» **TO BE DONE**
Locate every line in the material below that contains the string "koala" and copy each one.

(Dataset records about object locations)
+--

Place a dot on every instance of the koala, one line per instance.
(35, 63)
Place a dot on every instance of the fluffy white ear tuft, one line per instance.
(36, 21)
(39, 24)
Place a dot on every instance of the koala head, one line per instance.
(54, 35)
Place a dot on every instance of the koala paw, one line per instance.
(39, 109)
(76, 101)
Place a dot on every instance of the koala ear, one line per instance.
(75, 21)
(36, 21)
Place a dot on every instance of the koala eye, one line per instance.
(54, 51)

+--

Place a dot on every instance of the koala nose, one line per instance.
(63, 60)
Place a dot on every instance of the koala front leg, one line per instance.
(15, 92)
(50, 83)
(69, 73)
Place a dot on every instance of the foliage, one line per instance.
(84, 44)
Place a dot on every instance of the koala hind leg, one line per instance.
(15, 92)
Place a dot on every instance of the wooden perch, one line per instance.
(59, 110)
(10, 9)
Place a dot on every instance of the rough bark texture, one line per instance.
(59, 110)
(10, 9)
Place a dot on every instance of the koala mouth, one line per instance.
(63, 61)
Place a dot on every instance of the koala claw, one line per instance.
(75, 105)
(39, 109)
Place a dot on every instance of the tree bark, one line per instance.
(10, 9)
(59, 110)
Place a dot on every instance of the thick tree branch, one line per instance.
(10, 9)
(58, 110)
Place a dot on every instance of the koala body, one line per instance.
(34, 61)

+--

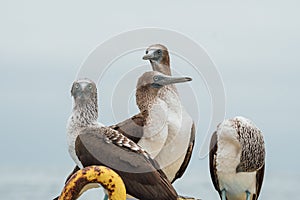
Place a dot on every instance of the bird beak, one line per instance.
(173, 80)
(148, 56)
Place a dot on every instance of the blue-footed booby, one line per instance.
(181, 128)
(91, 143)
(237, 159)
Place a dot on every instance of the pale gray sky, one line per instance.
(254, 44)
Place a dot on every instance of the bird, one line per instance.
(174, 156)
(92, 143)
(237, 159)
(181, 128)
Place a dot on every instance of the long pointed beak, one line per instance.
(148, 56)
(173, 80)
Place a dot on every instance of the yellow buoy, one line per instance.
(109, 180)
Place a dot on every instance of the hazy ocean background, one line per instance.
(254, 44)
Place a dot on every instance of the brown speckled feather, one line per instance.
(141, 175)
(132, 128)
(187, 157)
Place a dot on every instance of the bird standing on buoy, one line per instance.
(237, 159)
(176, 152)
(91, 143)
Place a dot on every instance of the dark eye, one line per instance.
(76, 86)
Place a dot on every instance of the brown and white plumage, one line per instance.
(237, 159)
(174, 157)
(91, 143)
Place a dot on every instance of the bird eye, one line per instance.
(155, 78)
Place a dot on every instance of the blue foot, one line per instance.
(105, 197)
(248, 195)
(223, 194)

+--

» **ANSWER TO THIS PROBLEM**
Place a dot on every instance of the koala, one line per instance.
Place a dot on every instance of the koala head, one line per instance.
Place a dot on every instance of the koala paw, one line per instance.
Place a dot on every instance of the koala ear, one line per instance.
Place a dot on every instance of the koala eye, one line per instance.
Place a dot on every instance of the koala nose, one line per instance.
Place a dot on every instance of the koala front leg, one line per instance.
Place a dot on every instance of the koala hind leg, one line per instance.
Place a dot on every instance of the koala mouth, one line per instance.
Place a dot on every instance of the koala claw, one line per instance.
Place a dot on every instance of the koala body, one line per instance.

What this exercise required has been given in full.